* [PASSAGE PROVIDED]
New deployment pods never being added to new target group

michael-careplanner commented 2 years ago

Describe the bug Changing an ingress group and doing a deployment rollout at the same time can cause new pods to never be registered on the new target group. This causes the readiness gate on the pod to never pass, stalling the deployment rollout. The only fix is to delete the unready pod, at which point a new one is created that gets added to the new target group as expected.

Steps to reproduce nginx-chart.tar.gz

Above is a simple Helm chart that can be used to replicate this bug. It runs an nginx deployment with a service and ingress. To replicate, install this chart into a namespace with a elbv2.k8s.aws/pod-readiness-gate-inject: enabled annotation:

helm install nginx-chart nginx-chart/ --set group=internal --set tag=stable

Then, trigger an update of the chart, changing both the nginx image tag (to trigger a deployment rollout) and the ingress group at the same time:

helm upgrade nginx-chart nginx-chart/ --set group=external --set tag=latest

Sometimes it takes a few toggles between the group / tag to trigger the buggy behaviour, but after a few tries you should see that there is a single pod with the readiness gate at 0/1, and if you check the target group that pod's IP will not have been registered with the load balancer. This unready pod will remain indefinitely and never be registered to the target group.

* [DATASET EXCERPT]
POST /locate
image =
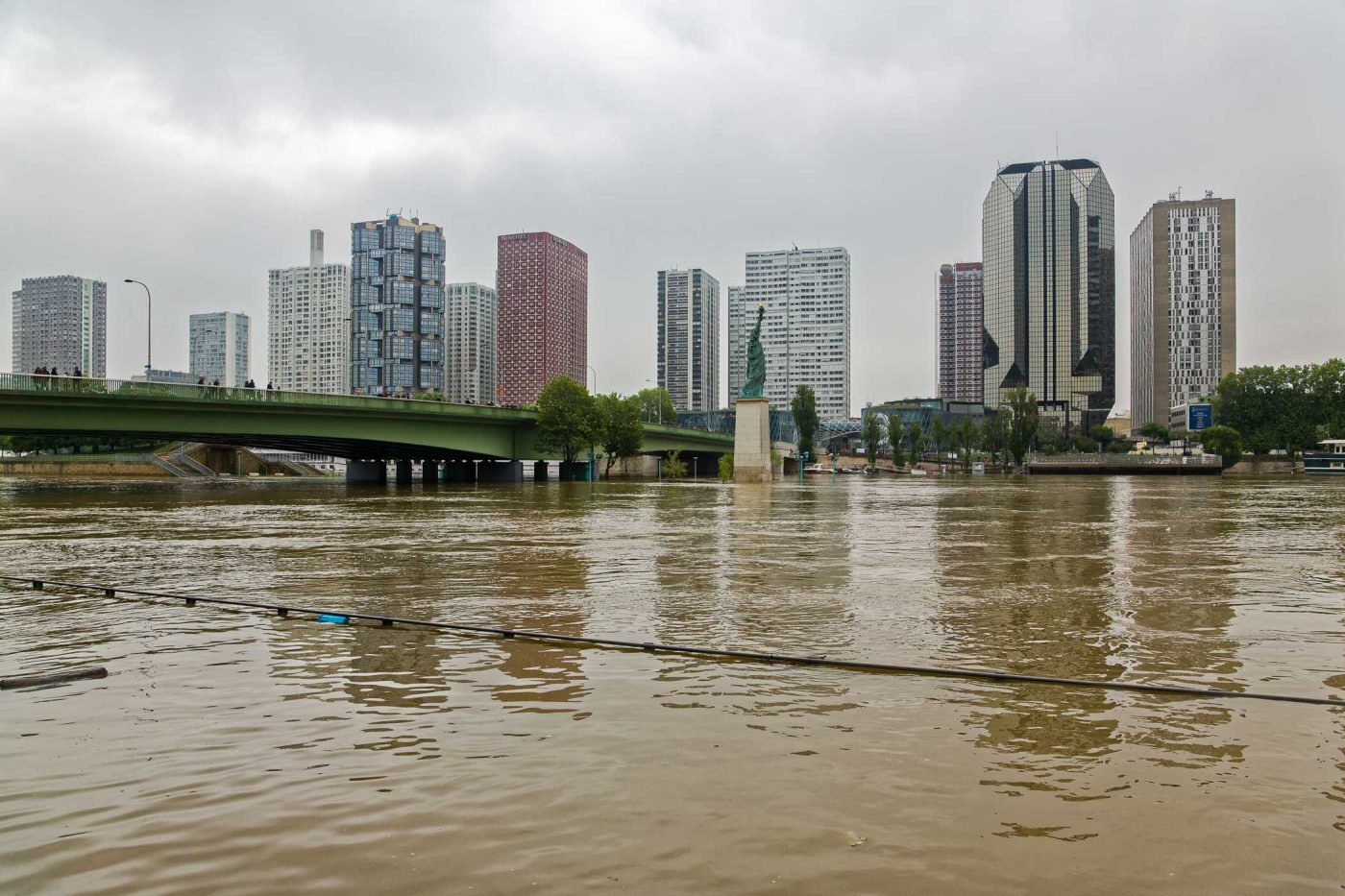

* [YOUR GOAL]
Continue the bug report on new deployment pods not being registered to the new target group, picking up after its last sentence.

* [ANSWER TO THIS EXERCISE]
Expected outcome The newly deployed pod is registered on the new target group, becomes healthy, and passes the readiness gate, allowing the deployment to complete successfully.

Environment

AWS Load Balancer controller version:
- 2.2.3
Kubernetes version:
- 1.21
Using EKS (yes/no), if so version?
- Yes. 1.21

Additional Context: I think this could be a similar race condition issue to https://github.com/kubernetes-sigs/aws-load-balancer-controller/issues/1764

Looking at the controller logs as this is happening it:

Register the newly created pod against the old target group
Deregister this pod against the old target group
Delete the old target group
Create a new target group
Never register the new pod into the new target group

kishorj commented 2 years ago

/assign @M00nF1sh

M00nF1sh commented 2 years ago

This is a similar race condition for https://github.com/kubernetes-sigs/aws-load-balancer-controller/issues/1764. It's due to the TGBs are not created when the pods are created.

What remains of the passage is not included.